Task details >> Rewrite the entries, starting with the first one and going on through the line with "pixel 651 152", as a two-column CSV with the headers instruction and points: one row per entry, its text under instruction and its answer under points, each in a single quoted field with line breaks turned into spaces. Leave the pictures out.

Records shown >>
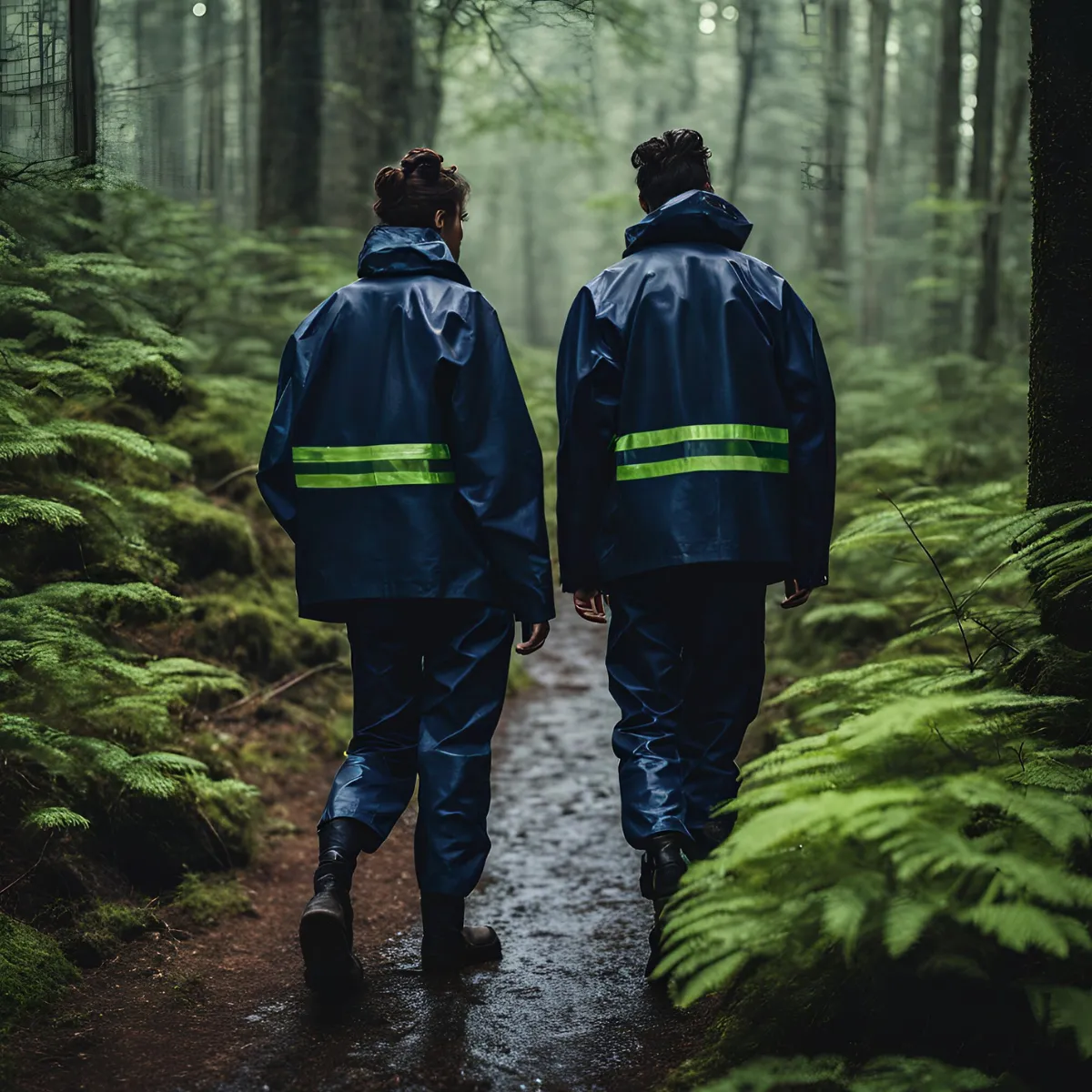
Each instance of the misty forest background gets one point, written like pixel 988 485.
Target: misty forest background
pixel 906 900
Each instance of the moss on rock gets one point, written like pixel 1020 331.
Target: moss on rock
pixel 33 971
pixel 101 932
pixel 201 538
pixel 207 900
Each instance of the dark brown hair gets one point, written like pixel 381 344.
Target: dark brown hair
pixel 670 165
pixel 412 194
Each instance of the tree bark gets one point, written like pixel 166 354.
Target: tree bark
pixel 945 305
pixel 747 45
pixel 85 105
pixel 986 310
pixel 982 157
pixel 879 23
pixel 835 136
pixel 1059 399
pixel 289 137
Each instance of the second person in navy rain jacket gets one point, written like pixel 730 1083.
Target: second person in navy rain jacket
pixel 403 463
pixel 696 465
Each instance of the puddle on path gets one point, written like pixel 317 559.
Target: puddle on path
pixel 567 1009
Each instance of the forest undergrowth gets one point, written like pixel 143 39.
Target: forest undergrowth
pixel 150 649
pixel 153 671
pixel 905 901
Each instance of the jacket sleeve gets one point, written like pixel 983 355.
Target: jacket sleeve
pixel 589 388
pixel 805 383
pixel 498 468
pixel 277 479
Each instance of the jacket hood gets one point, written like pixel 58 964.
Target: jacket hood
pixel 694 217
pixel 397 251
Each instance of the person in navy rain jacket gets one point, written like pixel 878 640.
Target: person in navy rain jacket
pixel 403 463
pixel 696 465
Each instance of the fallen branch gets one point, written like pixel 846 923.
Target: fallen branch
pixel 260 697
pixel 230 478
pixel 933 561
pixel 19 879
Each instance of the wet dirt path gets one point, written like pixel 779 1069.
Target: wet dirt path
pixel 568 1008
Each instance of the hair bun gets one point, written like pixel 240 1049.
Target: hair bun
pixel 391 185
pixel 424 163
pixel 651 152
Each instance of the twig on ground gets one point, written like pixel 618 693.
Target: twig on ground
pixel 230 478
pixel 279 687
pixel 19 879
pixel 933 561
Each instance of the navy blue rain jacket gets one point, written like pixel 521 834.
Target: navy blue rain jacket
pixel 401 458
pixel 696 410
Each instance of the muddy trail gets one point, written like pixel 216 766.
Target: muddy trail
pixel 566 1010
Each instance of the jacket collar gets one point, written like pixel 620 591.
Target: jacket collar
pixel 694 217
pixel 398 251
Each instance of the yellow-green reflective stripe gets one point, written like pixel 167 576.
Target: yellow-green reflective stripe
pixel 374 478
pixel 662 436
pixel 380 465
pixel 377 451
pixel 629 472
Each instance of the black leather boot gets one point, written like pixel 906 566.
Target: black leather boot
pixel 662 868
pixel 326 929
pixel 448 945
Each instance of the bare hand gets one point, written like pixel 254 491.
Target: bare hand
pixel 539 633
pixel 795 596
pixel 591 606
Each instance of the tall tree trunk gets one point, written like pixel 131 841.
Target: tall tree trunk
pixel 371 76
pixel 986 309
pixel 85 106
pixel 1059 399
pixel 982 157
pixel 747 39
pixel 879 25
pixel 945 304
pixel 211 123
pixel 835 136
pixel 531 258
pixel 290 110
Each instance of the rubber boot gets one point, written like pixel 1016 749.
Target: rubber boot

Solution to this task >>
instruction,points
"Each instance of the misty forest background gets one point, written like pixel 988 485. Target: misty forest background","pixel 906 900"
"Each instance of the moss on rock gets one point, written like pixel 1020 331. Target: moss on rock","pixel 33 971 pixel 101 932 pixel 201 538 pixel 207 900"
"Each instance of the dark brown hair gets one point, written like pixel 381 344. Target: dark brown hair","pixel 670 165 pixel 412 194"
"Each instance of the tree bark gets one point, written like pixel 166 354. Target: tree bark","pixel 945 305 pixel 747 45 pixel 85 105 pixel 986 310 pixel 982 157 pixel 879 23 pixel 835 136 pixel 1059 399 pixel 289 137"
"Each instance of the second person in navy rain jacket gets one point, written like pixel 730 1083. Target: second person in navy rain jacket","pixel 403 463 pixel 696 465"
"Each instance of the puddle on path gets one point, written like pixel 317 559. Target: puddle on path","pixel 567 1009"
"Each instance of the forest undergrowth gets one point, written like pixel 143 39. Target: forest undergrowth","pixel 150 649 pixel 153 671 pixel 905 901"
"Each instance of the jacket sleeve gets one point, written like pixel 983 355. Target: jacket sleeve","pixel 589 388 pixel 805 383 pixel 498 468 pixel 277 479"
"Each instance of the jacket hood gets one point, written like pixel 58 964. Target: jacket hood","pixel 694 217 pixel 397 251"
"Each instance of the person in navy rain jacket gets one point, written like pixel 878 640. Target: person in navy rain jacket","pixel 403 463 pixel 696 465"
"Each instance of the fallen branch gets one point, written like pixel 846 923. Target: fallen branch","pixel 260 697 pixel 230 478 pixel 933 561 pixel 19 879"
"Each instance of the wet dirt path gets one point, written like pixel 779 1069. Target: wet dirt path","pixel 568 1008"
"Each instance of the hair bun gets one point, written like pixel 240 1049. Target: hair bun","pixel 391 185 pixel 424 163 pixel 651 152"